## Required actions
A. In the news report on the Bales hearing, how many counts of attempted murder does Bales face?
B. Please rewrite the part of the records that opens with the line containing "locate the rear side" and runs through the end of the records, changing "dot" to "point" and keeping everything else the same.

## Supplied text
Staff Sergeant Robert Bales, the American soldier charged with a grisly massacre of Afghan civilians, appears in a Washington state military courtroom Monday on accusations that he killed 16 villagers as they slept. TODAY's Natalie Morales reports.
TACOMA, Washington -- Military prosecutors said on Monday they would seek the death penalty for a U.S. soldier accused of killing 16 Afghan villagers when he twice ventured out of his camp earlier this year.
The lead prosecutor, Lieutenant Colonel Jay Morse, told a preliminary hearing he would present evidence proving "chilling premeditation" on the part of Staff Sergeant Robert Bales, a decorated veteran of four combat tours in Iraq and Afghanistan.
The shootings of mostly women and children in Afghanistan's Kandahar province in March marked the worst case of civilian slaughter blamed on an individual U.S. soldier since the Vietnam War and eroded already strained U.S.-Afghan ties after more than a decade of conflict in the country.
Bales faces 16 counts of premeditated murder and six counts of attempted murder, as well as charges of assault and wrongfully possessing and using steroids and alcohol while deployed.
Morse said he was submitting a "capital referral" in the case, requesting that Bales be executed if convicted.
The hearing at Joint Base Lewis-McChord in Washington State was expected to last two weeks and include witness testimony from Afghanistan carried by live video, including testimony from villagers and Afghan soldiers.
At the end, military commanders will decide whether there is sufficient evidence for Bales to stand trial by court-martial.

## Rows
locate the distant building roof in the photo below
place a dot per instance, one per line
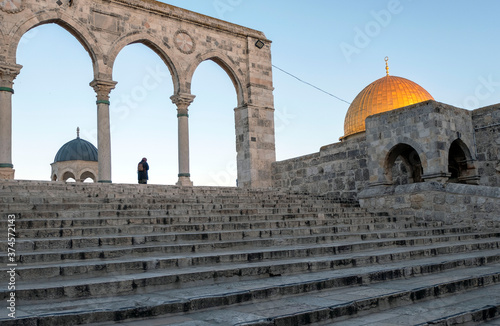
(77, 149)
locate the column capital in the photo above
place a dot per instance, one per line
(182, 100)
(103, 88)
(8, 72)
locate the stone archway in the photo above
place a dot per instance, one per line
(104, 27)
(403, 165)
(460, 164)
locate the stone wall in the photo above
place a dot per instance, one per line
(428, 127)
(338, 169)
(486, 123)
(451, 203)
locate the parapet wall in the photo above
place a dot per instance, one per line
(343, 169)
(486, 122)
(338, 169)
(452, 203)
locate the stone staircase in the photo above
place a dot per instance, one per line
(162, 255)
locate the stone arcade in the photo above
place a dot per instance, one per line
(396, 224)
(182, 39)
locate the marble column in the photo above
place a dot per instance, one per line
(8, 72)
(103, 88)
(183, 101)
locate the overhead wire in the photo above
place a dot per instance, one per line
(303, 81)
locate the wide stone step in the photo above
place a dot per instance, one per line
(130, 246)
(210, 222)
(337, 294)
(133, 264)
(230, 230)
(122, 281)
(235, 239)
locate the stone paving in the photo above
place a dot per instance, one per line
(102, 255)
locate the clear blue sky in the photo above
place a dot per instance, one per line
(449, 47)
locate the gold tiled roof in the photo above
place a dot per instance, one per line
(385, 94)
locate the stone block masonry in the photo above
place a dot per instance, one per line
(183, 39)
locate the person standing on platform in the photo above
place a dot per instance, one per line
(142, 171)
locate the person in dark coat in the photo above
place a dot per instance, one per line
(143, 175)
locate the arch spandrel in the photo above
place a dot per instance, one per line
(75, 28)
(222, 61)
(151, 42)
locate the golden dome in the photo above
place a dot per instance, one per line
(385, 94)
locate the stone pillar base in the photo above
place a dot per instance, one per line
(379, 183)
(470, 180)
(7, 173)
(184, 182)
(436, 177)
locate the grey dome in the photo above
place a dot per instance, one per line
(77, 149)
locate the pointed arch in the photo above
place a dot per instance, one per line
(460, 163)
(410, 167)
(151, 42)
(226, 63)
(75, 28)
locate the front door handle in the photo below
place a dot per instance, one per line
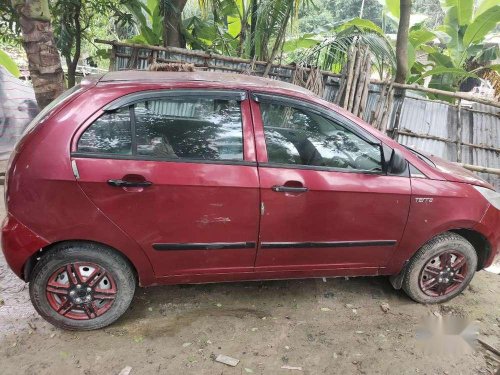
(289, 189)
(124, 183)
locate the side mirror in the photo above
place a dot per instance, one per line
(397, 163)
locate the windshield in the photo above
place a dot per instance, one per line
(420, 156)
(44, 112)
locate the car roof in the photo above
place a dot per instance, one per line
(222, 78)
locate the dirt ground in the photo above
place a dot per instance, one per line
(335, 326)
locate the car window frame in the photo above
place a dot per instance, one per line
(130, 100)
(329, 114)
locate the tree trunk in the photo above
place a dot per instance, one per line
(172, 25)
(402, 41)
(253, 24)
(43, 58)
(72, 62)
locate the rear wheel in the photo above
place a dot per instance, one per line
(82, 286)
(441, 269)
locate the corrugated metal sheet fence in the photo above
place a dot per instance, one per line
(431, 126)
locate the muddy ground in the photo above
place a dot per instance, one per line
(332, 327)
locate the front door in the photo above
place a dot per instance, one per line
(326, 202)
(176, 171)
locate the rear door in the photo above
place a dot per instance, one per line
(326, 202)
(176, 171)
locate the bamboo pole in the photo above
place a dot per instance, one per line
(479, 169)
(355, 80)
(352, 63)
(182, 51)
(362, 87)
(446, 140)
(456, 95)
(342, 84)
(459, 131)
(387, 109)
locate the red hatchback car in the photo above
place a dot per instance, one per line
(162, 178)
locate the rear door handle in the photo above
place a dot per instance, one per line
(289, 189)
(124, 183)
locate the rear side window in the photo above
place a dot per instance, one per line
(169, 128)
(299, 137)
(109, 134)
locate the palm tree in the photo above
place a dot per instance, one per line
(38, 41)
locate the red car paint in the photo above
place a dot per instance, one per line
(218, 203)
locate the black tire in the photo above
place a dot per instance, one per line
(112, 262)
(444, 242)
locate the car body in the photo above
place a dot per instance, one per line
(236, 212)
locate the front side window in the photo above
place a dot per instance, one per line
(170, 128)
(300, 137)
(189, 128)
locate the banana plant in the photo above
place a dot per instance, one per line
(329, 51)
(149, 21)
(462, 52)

## List of solutions
A. Six counts of attempted murder.

B.
locate the rear side window in the photo above
place a point per instance, one per line
(169, 128)
(299, 137)
(109, 134)
locate the palm tree in the photo above
place a point per instance, one per line
(38, 41)
locate the red car paint in the photo above
place a point per instance, one per line
(218, 203)
locate the black tire in the photo above
place a point per instance, one per line
(112, 262)
(444, 242)
locate the car body in the photo above
place a point per instance, one per line
(236, 212)
locate the front side window in the photo above
place a point per instance, one per line
(170, 128)
(300, 137)
(189, 128)
locate the banana plant in the photo above
place a point per instance, one per line
(329, 51)
(149, 21)
(462, 52)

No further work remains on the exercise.